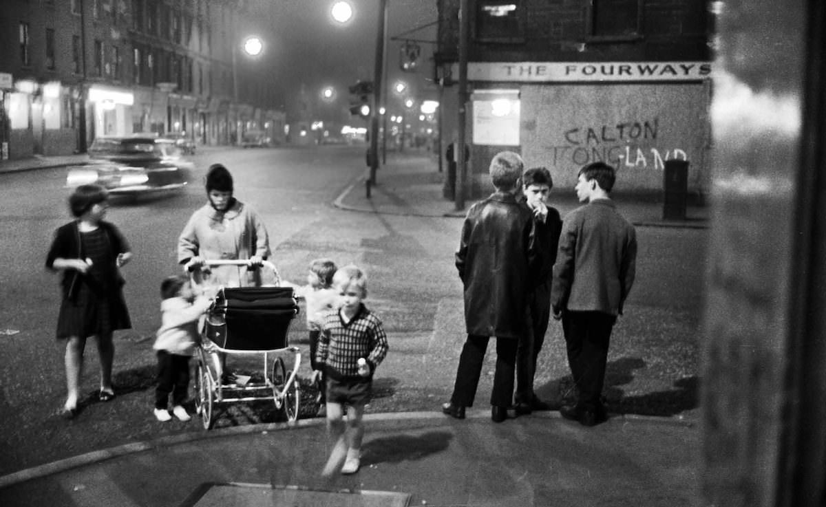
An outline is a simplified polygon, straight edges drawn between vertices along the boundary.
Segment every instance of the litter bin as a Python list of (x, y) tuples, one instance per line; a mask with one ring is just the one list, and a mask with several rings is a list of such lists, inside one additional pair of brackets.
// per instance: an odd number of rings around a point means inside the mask
[(686, 220), (688, 196), (688, 161), (666, 160), (662, 173), (665, 198), (662, 203), (663, 220)]

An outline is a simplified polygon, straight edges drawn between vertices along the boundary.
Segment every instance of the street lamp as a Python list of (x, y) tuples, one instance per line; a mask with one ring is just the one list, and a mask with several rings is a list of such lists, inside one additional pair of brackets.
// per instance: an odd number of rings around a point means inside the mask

============

### WHAT IS EXPECTED
Please rescale the listing above by reproducing every line, requests included, with each coordinate in the answers multiplied by 2.45 and rounded to a whole number, halves rounding up. Leave out the pictures.

### FINISHED EXERCISE
An outline is a simplified polygon, straight edges drawn between vertices along the boundary.
Segment every instance of the litter bin as a Python list of (x, y) tuples, one instance per line; a mask with one ring is just the one list, and a mask with several rings is a list of such lists, inside one additional pair of brackets.
// per instance: an odd number of rings around a point means inside the mask
[(1681, 539), (1686, 480), (1686, 394), (1632, 392), (1622, 424), (1629, 485), (1622, 497), (1624, 539)]

An outline is a simplified polygon, straight edges drawn between vertices along the boundary.
Segment every instance of the street lamp as a Python list of (x, y) tuples, one instance per line; a mask with one ring is just the one list, and a mask with several rings is a list of such lists, inside one additional pair of brackets.
// per instance: an odd number of rings around a point means inside the mask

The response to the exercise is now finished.